In the records below, express as a JSON list of strings the lines starting with the line that contains "Q: For each instance of the green moss" and going on through the line that contains "x=346 y=255", with both of those lines included. Give one string per line and leave out any blank lines.

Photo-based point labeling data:
━━━

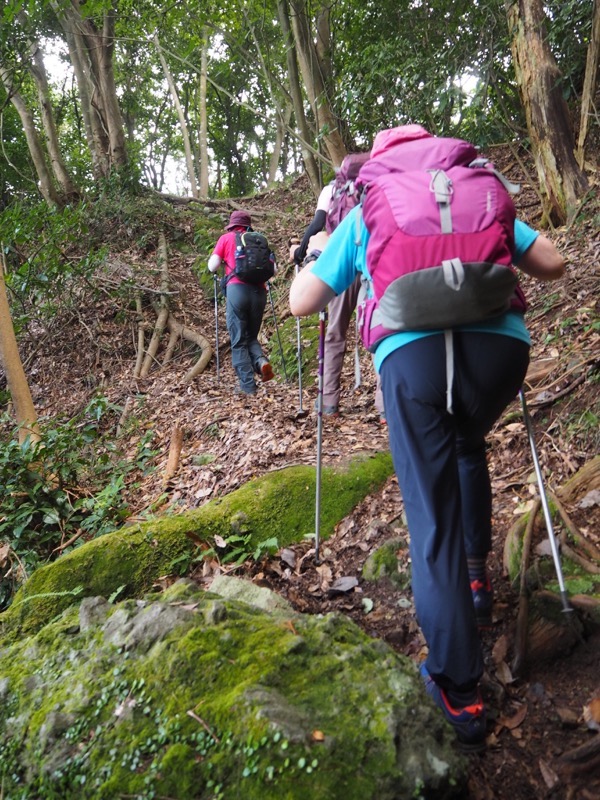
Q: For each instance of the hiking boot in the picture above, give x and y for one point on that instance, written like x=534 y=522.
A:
x=328 y=411
x=266 y=370
x=483 y=599
x=468 y=722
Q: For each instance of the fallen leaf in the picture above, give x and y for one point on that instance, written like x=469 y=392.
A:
x=367 y=605
x=500 y=650
x=550 y=777
x=591 y=714
x=288 y=556
x=504 y=674
x=513 y=722
x=343 y=585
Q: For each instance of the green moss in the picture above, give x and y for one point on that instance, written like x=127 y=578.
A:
x=223 y=710
x=383 y=563
x=276 y=505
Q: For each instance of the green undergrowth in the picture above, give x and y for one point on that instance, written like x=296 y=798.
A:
x=224 y=705
x=278 y=506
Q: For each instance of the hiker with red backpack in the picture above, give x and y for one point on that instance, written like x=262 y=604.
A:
x=334 y=202
x=249 y=263
x=436 y=238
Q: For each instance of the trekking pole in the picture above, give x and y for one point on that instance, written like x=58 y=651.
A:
x=544 y=501
x=322 y=326
x=301 y=412
x=216 y=326
x=277 y=331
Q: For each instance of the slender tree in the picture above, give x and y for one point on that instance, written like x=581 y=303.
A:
x=562 y=182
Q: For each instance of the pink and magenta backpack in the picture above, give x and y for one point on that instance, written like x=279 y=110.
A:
x=345 y=193
x=441 y=225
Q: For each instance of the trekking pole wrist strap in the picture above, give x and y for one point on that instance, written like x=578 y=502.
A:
x=312 y=256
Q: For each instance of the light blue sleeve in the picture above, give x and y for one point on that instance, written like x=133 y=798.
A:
x=338 y=264
x=524 y=238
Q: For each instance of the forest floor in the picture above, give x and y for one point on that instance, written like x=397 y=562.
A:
x=535 y=720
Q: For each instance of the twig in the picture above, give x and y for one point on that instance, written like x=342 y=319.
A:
x=174 y=454
x=68 y=543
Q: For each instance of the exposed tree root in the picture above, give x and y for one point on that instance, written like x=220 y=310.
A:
x=165 y=321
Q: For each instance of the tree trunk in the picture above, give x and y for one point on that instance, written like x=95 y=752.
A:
x=283 y=120
x=16 y=379
x=296 y=92
x=315 y=82
x=36 y=150
x=57 y=163
x=91 y=54
x=589 y=84
x=181 y=116
x=203 y=133
x=97 y=140
x=562 y=183
x=38 y=72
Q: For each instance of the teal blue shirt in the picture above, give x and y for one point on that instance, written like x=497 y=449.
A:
x=346 y=255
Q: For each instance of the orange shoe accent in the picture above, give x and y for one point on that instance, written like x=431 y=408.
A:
x=266 y=372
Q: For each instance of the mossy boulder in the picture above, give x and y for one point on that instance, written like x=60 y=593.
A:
x=278 y=506
x=193 y=695
x=383 y=563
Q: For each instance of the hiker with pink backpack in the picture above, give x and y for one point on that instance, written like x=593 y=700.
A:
x=335 y=201
x=435 y=239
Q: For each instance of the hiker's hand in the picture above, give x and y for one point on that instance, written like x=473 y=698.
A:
x=214 y=262
x=318 y=241
x=293 y=244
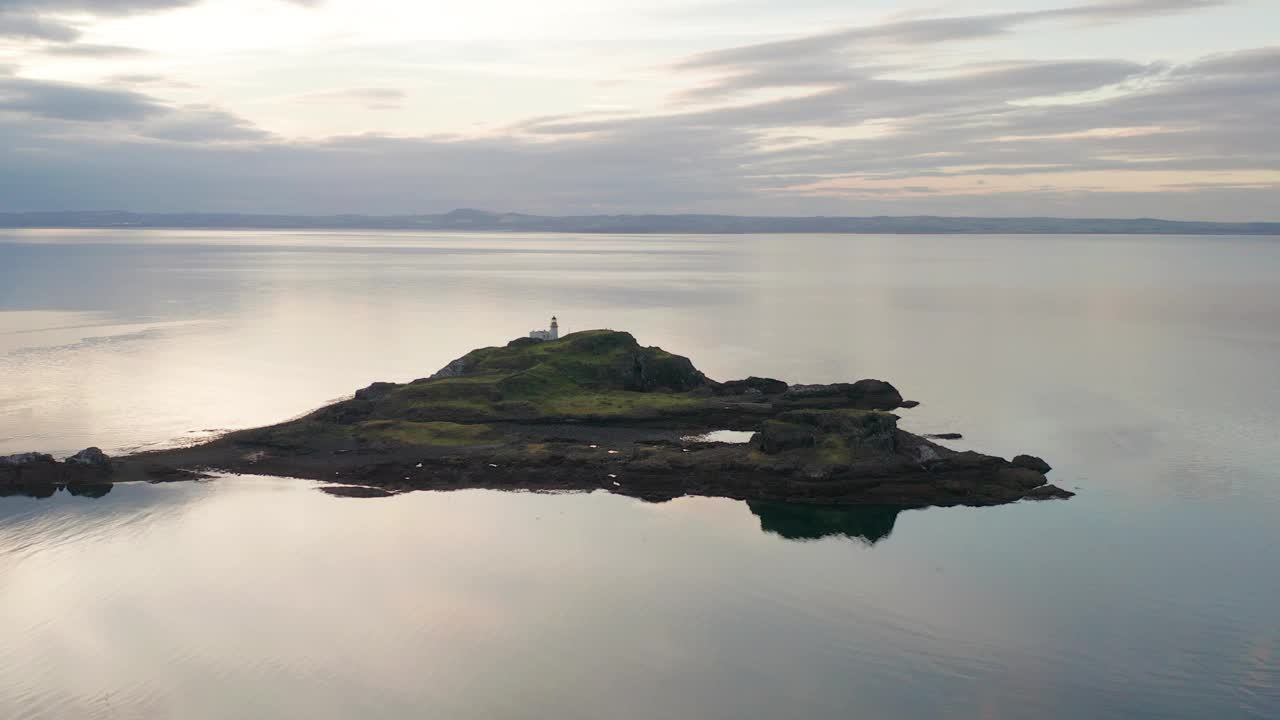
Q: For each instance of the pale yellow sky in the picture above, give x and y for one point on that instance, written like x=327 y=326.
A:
x=735 y=105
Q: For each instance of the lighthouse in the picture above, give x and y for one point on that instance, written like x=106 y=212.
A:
x=553 y=333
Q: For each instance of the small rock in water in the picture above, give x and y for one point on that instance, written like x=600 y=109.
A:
x=26 y=459
x=1032 y=463
x=91 y=456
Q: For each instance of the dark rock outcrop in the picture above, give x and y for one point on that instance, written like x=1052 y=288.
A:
x=597 y=410
x=91 y=458
x=1031 y=463
x=863 y=395
x=763 y=386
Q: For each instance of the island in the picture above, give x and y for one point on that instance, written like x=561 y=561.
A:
x=586 y=411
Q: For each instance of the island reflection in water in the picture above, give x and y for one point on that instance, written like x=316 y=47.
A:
x=790 y=520
x=865 y=523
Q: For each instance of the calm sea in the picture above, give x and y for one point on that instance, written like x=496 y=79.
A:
x=1142 y=368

━━━

▸ **OUTPUT OF THE TASK**
[
  "Q: For each instance of the green moss in the picture above, give x and y for one point on that instance, written like x=127 y=578.",
  "A:",
  "x=223 y=710",
  "x=383 y=563",
  "x=276 y=505",
  "Q: For each instance of the green undergrowth in the picture above, give x and y for one point on that instance, written like x=296 y=798.",
  "A:",
  "x=224 y=705",
  "x=278 y=506",
  "Q: For each instance of the hiker with red backpack in the picture above, give x and y for one point on that instance, written like x=262 y=604.",
  "A:",
  "x=334 y=202",
  "x=249 y=263",
  "x=436 y=238",
  "Q: For each instance of the trekking pole in the picture above, give x and y for one point on that instance, written like x=58 y=651.",
  "A:",
  "x=544 y=501",
  "x=322 y=326",
  "x=301 y=412",
  "x=216 y=326",
  "x=277 y=331",
  "Q: For each instance of the slender tree in the picture above, give x and y for one point on that instance, written like x=581 y=303.",
  "A:",
  "x=562 y=182",
  "Q: For each instance of the pink and magenta backpack in the picture above, give x and y for one point on that instance, written like x=279 y=110.",
  "A:",
  "x=345 y=193",
  "x=441 y=225",
  "Q: For each instance of the trekking pole wrist strap in the picture above, give x and y for one point on that instance, written like x=578 y=502.",
  "A:",
  "x=312 y=256",
  "Q: For each instance of the light blue sleeve in the picture above, give x and y for one point on that instance, written like x=133 y=798.",
  "A:",
  "x=338 y=264",
  "x=524 y=238",
  "Q: For each instance of the forest floor in the picture above, give x and y for one point on that instance, written like x=397 y=562.",
  "A:",
  "x=535 y=720",
  "Q: For each instance of the twig in the picture above, give x and y for one point on that instance, written like x=342 y=319.",
  "A:",
  "x=174 y=454",
  "x=68 y=543",
  "Q: For each instance of the exposed tree root in the picture above, give x and y for one point on that instance, written like x=220 y=310.",
  "A:",
  "x=165 y=321",
  "Q: For each instance of the tree trunk in the picture above, give x and y for one point on that instance, written like x=95 y=752.",
  "A:",
  "x=283 y=120",
  "x=16 y=379",
  "x=296 y=92",
  "x=315 y=82",
  "x=36 y=150",
  "x=57 y=163",
  "x=91 y=54",
  "x=589 y=84",
  "x=181 y=116",
  "x=203 y=133",
  "x=97 y=140",
  "x=562 y=183",
  "x=38 y=72",
  "Q: For each instance of the teal blue shirt in the picture above, give x and y for one point on that instance, written like x=497 y=449.",
  "A:",
  "x=346 y=255"
]